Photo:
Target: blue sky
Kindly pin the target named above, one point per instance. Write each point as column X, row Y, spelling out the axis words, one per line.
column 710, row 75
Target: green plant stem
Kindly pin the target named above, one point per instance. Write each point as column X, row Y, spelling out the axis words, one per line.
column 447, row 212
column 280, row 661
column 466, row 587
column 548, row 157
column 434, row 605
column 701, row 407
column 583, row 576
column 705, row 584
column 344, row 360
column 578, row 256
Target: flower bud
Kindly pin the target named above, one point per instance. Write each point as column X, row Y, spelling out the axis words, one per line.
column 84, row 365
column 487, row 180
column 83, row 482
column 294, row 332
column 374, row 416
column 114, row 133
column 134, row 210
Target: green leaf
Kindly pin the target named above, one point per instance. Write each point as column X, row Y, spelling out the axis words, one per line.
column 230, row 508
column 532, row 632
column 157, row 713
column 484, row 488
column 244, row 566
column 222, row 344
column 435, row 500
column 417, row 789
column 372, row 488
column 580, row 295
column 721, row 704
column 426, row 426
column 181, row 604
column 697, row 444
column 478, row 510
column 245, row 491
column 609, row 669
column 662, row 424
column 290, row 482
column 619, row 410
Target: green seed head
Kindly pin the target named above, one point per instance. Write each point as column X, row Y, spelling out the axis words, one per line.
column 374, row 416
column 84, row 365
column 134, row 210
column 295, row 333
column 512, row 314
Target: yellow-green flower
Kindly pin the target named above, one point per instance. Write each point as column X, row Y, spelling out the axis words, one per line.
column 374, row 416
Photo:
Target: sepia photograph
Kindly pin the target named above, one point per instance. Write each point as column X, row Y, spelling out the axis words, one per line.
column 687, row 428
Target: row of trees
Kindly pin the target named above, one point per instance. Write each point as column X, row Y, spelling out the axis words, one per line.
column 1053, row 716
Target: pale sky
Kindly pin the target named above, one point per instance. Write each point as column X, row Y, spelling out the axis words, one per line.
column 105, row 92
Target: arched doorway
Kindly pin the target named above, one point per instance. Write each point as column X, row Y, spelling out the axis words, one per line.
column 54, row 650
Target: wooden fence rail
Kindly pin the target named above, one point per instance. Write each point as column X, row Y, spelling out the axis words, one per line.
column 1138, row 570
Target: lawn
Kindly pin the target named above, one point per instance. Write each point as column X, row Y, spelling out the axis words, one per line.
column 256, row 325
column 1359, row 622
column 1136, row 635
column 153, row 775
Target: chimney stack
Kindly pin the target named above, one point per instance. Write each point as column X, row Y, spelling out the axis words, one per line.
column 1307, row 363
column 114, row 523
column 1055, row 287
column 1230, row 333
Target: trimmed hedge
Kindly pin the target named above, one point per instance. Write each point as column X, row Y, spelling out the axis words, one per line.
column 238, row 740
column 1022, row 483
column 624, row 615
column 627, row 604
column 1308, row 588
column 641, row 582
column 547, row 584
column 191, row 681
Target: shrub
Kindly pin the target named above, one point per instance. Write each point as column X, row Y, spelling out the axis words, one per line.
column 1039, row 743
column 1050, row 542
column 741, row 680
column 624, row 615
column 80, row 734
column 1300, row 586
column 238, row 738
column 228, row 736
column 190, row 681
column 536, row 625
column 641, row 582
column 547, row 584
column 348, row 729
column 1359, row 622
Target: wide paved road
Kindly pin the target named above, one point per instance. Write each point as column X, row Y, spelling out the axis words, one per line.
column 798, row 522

※ ※ ※

» AIM OF THE EXERCISE
Please edit every one of the items above, changing each "one point per instance" to "a single point per instance" and keeping everything else unchanged.

» SOLUTION FOR THIS PROBLEM
Photo:
Target: blue sky
Kindly pin the target named above, a single point per instance. Write each point as column X, row Y, spelling out the axis words, one per line.
column 710, row 75
Target: green plant stem
Kindly pin the target named above, a single point per instance. Write each point as column X, row Y, spelling out the axis words, one per line.
column 447, row 212
column 280, row 661
column 466, row 587
column 548, row 157
column 434, row 605
column 701, row 407
column 583, row 576
column 705, row 584
column 344, row 360
column 578, row 256
Target: flower bud
Kindly pin the target named above, a single point per instance. Write each point as column X, row Y, spelling out the axis words, one per line.
column 84, row 365
column 487, row 180
column 83, row 482
column 294, row 332
column 374, row 416
column 114, row 133
column 134, row 210
Target: green leaf
Kindly pin the target named above, a single point per instance. Write each point as column X, row Y, spelling out the axis words, one per line.
column 230, row 508
column 532, row 632
column 157, row 713
column 484, row 488
column 244, row 566
column 222, row 344
column 435, row 500
column 417, row 789
column 372, row 488
column 580, row 295
column 721, row 704
column 426, row 426
column 181, row 604
column 697, row 444
column 478, row 510
column 245, row 491
column 609, row 669
column 662, row 424
column 290, row 482
column 619, row 410
Target: green seed head
Kindly pin the target named above, a single point per instance. Write each point as column X, row Y, spelling out the axis words, one per line.
column 374, row 416
column 84, row 365
column 134, row 210
column 295, row 333
column 512, row 314
Target: yellow-green flower
Kindly pin the target named above, a single point per instance. Write each point as column X, row Y, spelling out the axis words, one per line.
column 374, row 416
Photo:
Target: sepia photograph
Kindly pin the target named above, a single point per instance. Write each point as column X, row Y, spelling out the axis words, one per line.
column 687, row 428
Target: row of trees
Kindly pin the target named above, a single point per instance. Write each point as column X, row Y, spelling out the axis words, one per line.
column 1053, row 716
Target: pale sky
Kindly pin the target named above, a single point per instance. Write each point as column X, row Y, spelling out the axis words, one per line.
column 105, row 92
Target: arched doorway
Kindly pin the target named above, a single point per instance. Write each point as column X, row Y, spelling out the axis words, one per line.
column 54, row 650
Target: wooden fence rail
Kindly pin the target named above, a single point per instance. Write each point as column X, row Y, spelling out the axis words, one per line.
column 1138, row 570
Target: lawn
Kindly pin the target named above, a single point per instance. Write each point as column X, row Y, spelling out the axis words, one per line.
column 256, row 325
column 1359, row 622
column 1136, row 635
column 153, row 775
Target: chimney stack
Kindly pin the target named above, a single point per instance. Write each point as column X, row Y, spelling out the axis words, one per line.
column 1307, row 363
column 114, row 523
column 1055, row 287
column 1230, row 333
Target: trimmed hedge
Kindly pin the target named above, a single point per instance. Write each point as column X, row Y, spelling out the axis words, one per line.
column 238, row 740
column 1022, row 483
column 624, row 615
column 627, row 604
column 1308, row 588
column 641, row 582
column 547, row 584
column 191, row 681
Target: shrub
Kindly pin the target named above, a single point per instance. Write each point as column X, row Y, spelling out the axis words, one per line.
column 1039, row 743
column 1050, row 542
column 741, row 680
column 624, row 615
column 80, row 734
column 1300, row 586
column 238, row 738
column 228, row 736
column 190, row 681
column 536, row 625
column 641, row 582
column 547, row 584
column 348, row 729
column 1359, row 622
Target: wide paved road
Kindly pin the target named above, a single point per instance. Write each point as column X, row Y, spelling out the axis words, one per line.
column 798, row 522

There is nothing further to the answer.